Rédigez la suite du texte sur Pivot et ses émissions, en reprenant juste après sa dernière phrase.

Extrait choisi:
+-------+
Passion pour les mots
Pivot aimait raconter que, pendant la guerre, il n’avait pas de livres à portée de la main et se nourrissait essentiellement du dictionnaire. Cette passion pour les mots, même sortis d’un ouvrage apparemment rébarbatif, ne le quitta jamais. Çà et là, au fil de sa carrière impressionnante, il y eut des pisse-froid pour le détester, lui et sa vision populaire de la littérature, lui et ses questionnaires qui permettaient aux invités de jouer les histrions. Cela ne l’atteignait pas vraiment. Ce qu’il aimait, c’était faire partager sa passion de la langue française et des livres, que ce soit avec ses fameuses dictées ou avec ses émissions devenues cultes. Les génériques (la solennité lyrique de Rachmaninov pour Apostrophes", la bossa-nova chaleureuse de Sonny Rollins pour Bouillon de culture) le furent aussi. On savait, en entendant les premières mesures, que l’on allait passer un bon moment.
Les plateaux étaient pléthoriques, d’une liberté que l’on ne retrouvait plus, ces dernières années, que chez Frédéric Taddeï, du temps où le service public tolérait encore la liberté d’opinion. C’était le temps où on s’engueulait à la télé, comme dans les émissions de Polac. On fumait, on parlait fort, on arrivait même parfois complètement torché (séquence mythique avec Bukowski, dont les vapeurs de vinasse semblaient percer l’écran). On se draguait un peu aussi, par questionnaire interposé (Fanny Ardant cherchant à se faire remarquer auprès de Mastroianni). On s’écharpait entre ennemis irréconciliables (Volkoff traité de raciste par Pierre Joffroy en 1982, déjà, avec un goût très sûr du cliché de gauche) ou on se toisait pour la première fois sans animosité (Brassens l’antimilitariste face au général Bigeard).
+-------+
Données fournies:
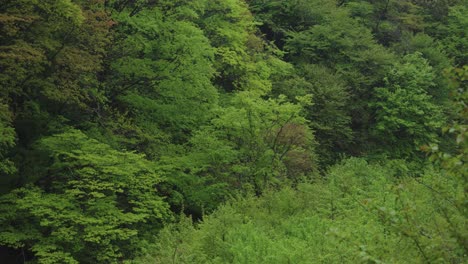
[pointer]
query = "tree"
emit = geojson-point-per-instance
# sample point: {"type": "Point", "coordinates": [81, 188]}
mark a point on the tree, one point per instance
{"type": "Point", "coordinates": [93, 204]}
{"type": "Point", "coordinates": [406, 117]}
+-------+
Réponse:
Liberté de ton
On s’y aimait malgré les différences (émouvante émission sur les familles qui écrivent, avec Jean-Edern Hallier et son père militaire ou Michel de Saint-Pierre et sa fille romancière). On ne se tenait grief de rien, au fond : Pivot lui-même, après avoir démissionné du Figaro en raison de désaccords profonds avec Jean d’Ormesson, invita sans rancune le malicieux académicien sur son plateau. Précisons, pour la blague, que la piscine du présentateur portait le nom de Jean d’O, puisqu’il l’avait fait construire avec ses indemnités de licenciement. Et puis, au pire, il y avait toujours, en guise de soupape, cette question si drôle sur le juron préféré des invités. « Espèce de p’tite fiente », répondit par exemple l’excellent Fabrice Luchini.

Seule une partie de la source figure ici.